### Exercise directions
Write out all of the lines below, exactly and completely.

## begin Data for this task

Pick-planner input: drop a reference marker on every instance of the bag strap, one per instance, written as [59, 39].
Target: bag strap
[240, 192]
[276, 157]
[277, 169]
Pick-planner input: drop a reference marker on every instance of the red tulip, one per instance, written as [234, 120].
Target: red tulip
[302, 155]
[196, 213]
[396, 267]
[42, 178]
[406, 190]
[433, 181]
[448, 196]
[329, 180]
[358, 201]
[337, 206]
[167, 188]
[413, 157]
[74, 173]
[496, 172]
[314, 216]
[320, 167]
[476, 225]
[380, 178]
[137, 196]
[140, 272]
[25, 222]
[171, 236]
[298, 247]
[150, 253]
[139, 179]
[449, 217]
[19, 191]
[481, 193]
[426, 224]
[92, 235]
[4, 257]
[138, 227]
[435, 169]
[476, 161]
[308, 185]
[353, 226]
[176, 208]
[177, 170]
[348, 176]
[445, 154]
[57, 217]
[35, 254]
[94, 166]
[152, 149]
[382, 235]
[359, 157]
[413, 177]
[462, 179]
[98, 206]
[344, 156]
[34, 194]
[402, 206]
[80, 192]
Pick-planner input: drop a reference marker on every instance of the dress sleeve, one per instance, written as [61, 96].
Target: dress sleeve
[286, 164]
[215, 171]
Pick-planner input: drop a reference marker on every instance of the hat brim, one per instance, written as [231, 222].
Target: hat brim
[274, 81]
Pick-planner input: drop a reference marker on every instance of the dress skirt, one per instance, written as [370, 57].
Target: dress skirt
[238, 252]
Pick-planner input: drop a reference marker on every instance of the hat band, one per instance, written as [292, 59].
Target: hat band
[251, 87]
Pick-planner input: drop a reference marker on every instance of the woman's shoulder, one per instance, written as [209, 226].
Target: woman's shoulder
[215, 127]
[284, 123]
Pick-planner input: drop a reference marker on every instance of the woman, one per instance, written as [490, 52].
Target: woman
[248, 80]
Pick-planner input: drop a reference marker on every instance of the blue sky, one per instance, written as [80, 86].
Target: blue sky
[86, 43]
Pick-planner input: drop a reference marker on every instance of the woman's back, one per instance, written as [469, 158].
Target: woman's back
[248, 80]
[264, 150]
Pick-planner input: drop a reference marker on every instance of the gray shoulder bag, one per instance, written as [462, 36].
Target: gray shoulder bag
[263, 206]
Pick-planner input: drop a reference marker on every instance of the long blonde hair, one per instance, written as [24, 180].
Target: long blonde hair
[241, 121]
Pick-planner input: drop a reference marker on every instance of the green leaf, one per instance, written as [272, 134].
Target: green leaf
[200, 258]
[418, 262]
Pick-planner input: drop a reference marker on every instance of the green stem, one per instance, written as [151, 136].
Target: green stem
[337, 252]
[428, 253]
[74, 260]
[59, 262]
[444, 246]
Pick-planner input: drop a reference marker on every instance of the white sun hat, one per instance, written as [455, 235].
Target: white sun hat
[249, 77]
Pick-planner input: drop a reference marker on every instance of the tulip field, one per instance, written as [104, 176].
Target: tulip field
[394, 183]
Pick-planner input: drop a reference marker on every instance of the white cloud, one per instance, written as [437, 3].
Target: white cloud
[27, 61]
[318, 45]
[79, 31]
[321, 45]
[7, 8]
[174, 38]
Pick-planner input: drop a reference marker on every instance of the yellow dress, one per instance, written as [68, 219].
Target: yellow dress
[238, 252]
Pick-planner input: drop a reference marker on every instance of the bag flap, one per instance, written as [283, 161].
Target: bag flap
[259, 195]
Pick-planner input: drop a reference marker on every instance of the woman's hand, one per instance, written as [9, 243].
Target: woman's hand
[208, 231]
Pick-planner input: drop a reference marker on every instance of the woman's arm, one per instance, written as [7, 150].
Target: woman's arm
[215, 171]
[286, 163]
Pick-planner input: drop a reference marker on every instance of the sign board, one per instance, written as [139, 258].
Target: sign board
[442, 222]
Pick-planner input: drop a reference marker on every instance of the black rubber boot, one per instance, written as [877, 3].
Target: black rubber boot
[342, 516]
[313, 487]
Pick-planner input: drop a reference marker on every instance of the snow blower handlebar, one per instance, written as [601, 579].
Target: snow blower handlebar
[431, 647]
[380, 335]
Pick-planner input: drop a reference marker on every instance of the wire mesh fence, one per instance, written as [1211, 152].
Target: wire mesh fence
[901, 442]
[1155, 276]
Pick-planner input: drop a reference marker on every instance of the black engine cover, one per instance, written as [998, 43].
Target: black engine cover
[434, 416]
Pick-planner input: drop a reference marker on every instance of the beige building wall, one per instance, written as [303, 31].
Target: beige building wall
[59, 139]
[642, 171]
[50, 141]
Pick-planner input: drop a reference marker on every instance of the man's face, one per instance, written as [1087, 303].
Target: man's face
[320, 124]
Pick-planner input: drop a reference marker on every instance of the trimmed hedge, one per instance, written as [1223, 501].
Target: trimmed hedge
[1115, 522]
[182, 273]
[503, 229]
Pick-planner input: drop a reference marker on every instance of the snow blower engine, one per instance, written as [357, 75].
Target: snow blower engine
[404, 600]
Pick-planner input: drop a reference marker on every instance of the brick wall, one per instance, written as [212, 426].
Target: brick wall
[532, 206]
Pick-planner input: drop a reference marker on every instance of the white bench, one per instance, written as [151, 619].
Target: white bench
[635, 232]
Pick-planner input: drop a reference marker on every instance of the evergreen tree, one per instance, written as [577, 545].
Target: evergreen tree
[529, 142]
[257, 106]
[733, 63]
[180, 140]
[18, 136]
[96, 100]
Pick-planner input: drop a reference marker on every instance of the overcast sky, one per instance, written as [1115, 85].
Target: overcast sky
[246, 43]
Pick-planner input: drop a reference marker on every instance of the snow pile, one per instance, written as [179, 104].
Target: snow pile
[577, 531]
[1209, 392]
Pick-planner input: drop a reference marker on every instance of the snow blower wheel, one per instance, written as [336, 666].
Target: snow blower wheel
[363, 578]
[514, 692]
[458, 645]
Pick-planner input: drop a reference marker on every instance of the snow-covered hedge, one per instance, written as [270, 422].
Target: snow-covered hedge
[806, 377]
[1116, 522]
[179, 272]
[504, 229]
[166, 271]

## end Data for this task

### Result
Pick-planner input: drop a reference marker on every instance of the bag strap, one per instance, written as [59, 39].
Target: bag strap
[240, 192]
[276, 157]
[277, 169]
Pick-planner input: drop a reference marker on every instance of the red tulip, one per instance, written as [234, 120].
Target: red tulip
[302, 155]
[196, 213]
[396, 267]
[42, 178]
[406, 190]
[433, 181]
[448, 196]
[329, 180]
[358, 201]
[337, 206]
[167, 188]
[413, 157]
[74, 173]
[496, 172]
[314, 216]
[320, 167]
[476, 225]
[380, 178]
[137, 196]
[140, 272]
[25, 222]
[171, 236]
[298, 247]
[150, 253]
[139, 179]
[449, 217]
[19, 191]
[481, 193]
[426, 224]
[92, 235]
[4, 257]
[138, 227]
[435, 169]
[476, 161]
[308, 185]
[353, 226]
[176, 208]
[177, 170]
[348, 176]
[445, 154]
[57, 217]
[35, 254]
[94, 166]
[152, 149]
[382, 235]
[359, 157]
[413, 177]
[462, 179]
[98, 206]
[344, 156]
[34, 194]
[402, 206]
[80, 192]
Pick-planner input: drop a reference marker on every instance of the dress sleeve, one per instance, written as [61, 96].
Target: dress sleeve
[286, 164]
[215, 171]
Pick-planner input: drop a reference marker on every instance of the hat brim, one per instance, written as [231, 222].
Target: hat brim
[274, 81]
Pick-planner input: drop a reference marker on every instance of the dress skirt, one per instance, written as [370, 57].
Target: dress skirt
[238, 252]
Pick-planner input: drop a reference marker on every instance of the hat band, one per instance, written as [292, 59].
Target: hat band
[251, 87]
Pick-planner input: drop a reference marker on every instance of the woman's shoulder, one per instance, written as [209, 226].
Target: woman's shoulder
[215, 127]
[284, 123]
Pick-planner input: drop a reference marker on every instance of the woman, one per instance, written as [490, 52].
Target: woman
[248, 80]
Pick-planner input: drop a reference marker on every instance of the blue sky, one per instance, written as [80, 86].
Target: blue sky
[86, 43]
Pick-planner input: drop a reference marker on every instance of the woman's back, one per instance, written as [469, 158].
Target: woman's back
[248, 80]
[264, 150]
Pick-planner input: drop a reference marker on every instance of the gray shoulder bag, one per instance, written as [462, 36].
Target: gray shoulder bag
[263, 206]
Pick-planner input: drop a reference marker on every instance of the long blonde hair, one per instance, written as [24, 180].
Target: long blonde hair
[241, 121]
Pick-planner input: drop a reference marker on every instance of the green leaf, one per instance, written as [272, 134].
Target: green leaf
[200, 258]
[418, 262]
Pick-planner input: drop a reference marker on every instance of the green stem, one per instance, written as [151, 136].
Target: green stem
[337, 252]
[428, 253]
[74, 260]
[59, 262]
[444, 246]
Pick-planner input: drop a reference marker on every instance of the white sun hat, one per instance, written as [455, 235].
Target: white sun hat
[249, 77]
Pick-planner input: drop a reference marker on every instance of the tulip field, one per instance, written as [104, 176].
Target: tulip field
[394, 183]
Pick-planner input: drop a reference marker on every instance of the white cloud, one per instance, written as [437, 3].
Target: white cloud
[27, 61]
[318, 45]
[79, 31]
[321, 45]
[7, 8]
[174, 38]
Pick-planner input: drop a reference marker on every instance of the yellow dress, one per instance, written as [68, 219].
Target: yellow dress
[238, 252]
Pick-planner input: drop a reference marker on every instance of the bag flap, one per instance, written as [283, 161].
Target: bag flap
[259, 195]
Pick-planner input: drop a reference marker on every instance of the woman's hand, one per instance, written as [9, 243].
Target: woman's hand
[208, 231]
Pick-planner input: drop a reference marker on every instance of the woman's arm, one per instance, written as [7, 150].
Target: woman's arm
[215, 171]
[286, 163]
Pick-planner input: drop a reference marker on every instance of the sign board, one per instance, written as [139, 258].
Target: sign board
[442, 222]
Pick-planner input: drop a reference marker on every instance of the black rubber boot, one per instance, written as [877, 3].
Target: black rubber boot
[342, 516]
[313, 487]
Pick-planner input: drop a reference marker on every instance of the snow blower handlebar, one per instance, written as [601, 579].
Target: snow blower handlebar
[431, 647]
[380, 335]
Pick-planner input: drop a reference marker on every instance of the wire mesh fence, one per instance, written as [1211, 152].
Target: wire mesh fence
[901, 442]
[1155, 276]
Pick-planner input: drop a reference marker on every instance of the black engine cover, one per instance, written as [998, 43].
Target: black engine cover
[434, 416]
Pick-planner input: drop a reference marker on every instance of the beige building wall, one per instance, written as [303, 31].
Target: beige building wall
[59, 139]
[642, 171]
[50, 141]
Pick-planner input: drop a reference marker on every instance of the man's face, one per instance, written as [1087, 303].
Target: man's face
[320, 124]
Pick-planner input: drop a reference marker on every instance of the trimmed hedge, one per instance, written as [1223, 501].
Target: trimmed hedge
[1115, 522]
[182, 273]
[503, 229]
Pick-planner input: drop a reference marker on every instance of the snow blower engine, one per instance, written as [357, 75].
Target: snow blower engine
[404, 600]
Pick-planner input: drop a reference marker on every instance of the brick wall, one per instance, written as [212, 426].
Target: brick wall
[532, 206]
Pick-planner input: drop a reference marker on every instance of the white bench, one per instance, written as [151, 619].
Target: white bench
[635, 232]
Pick-planner input: drop a reference marker on every instance of the evergreen tree, one per instance, written as [577, 545].
Target: evergreen tree
[529, 142]
[257, 106]
[733, 63]
[180, 140]
[18, 136]
[96, 100]
Pick-planner input: drop a reference marker on every instance of the overcast sky, one per instance, written as [1115, 85].
Target: overcast sky
[246, 43]
Pick-planner input: drop a reference marker on every instance of the snow pile, one per instance, written as [179, 104].
Target: snow pile
[577, 531]
[1209, 392]
Pick-planner input: drop a reference marker on every instance of the snow blower wheel, one per instance, written as [336, 666].
Target: snow blower wheel
[363, 578]
[514, 692]
[458, 645]
Pick-planner input: drop a reference marker on every instance of the snow-covered hedge, one per instance, written as [270, 422].
Target: snow-covered hedge
[806, 377]
[1116, 522]
[179, 272]
[504, 229]
[166, 271]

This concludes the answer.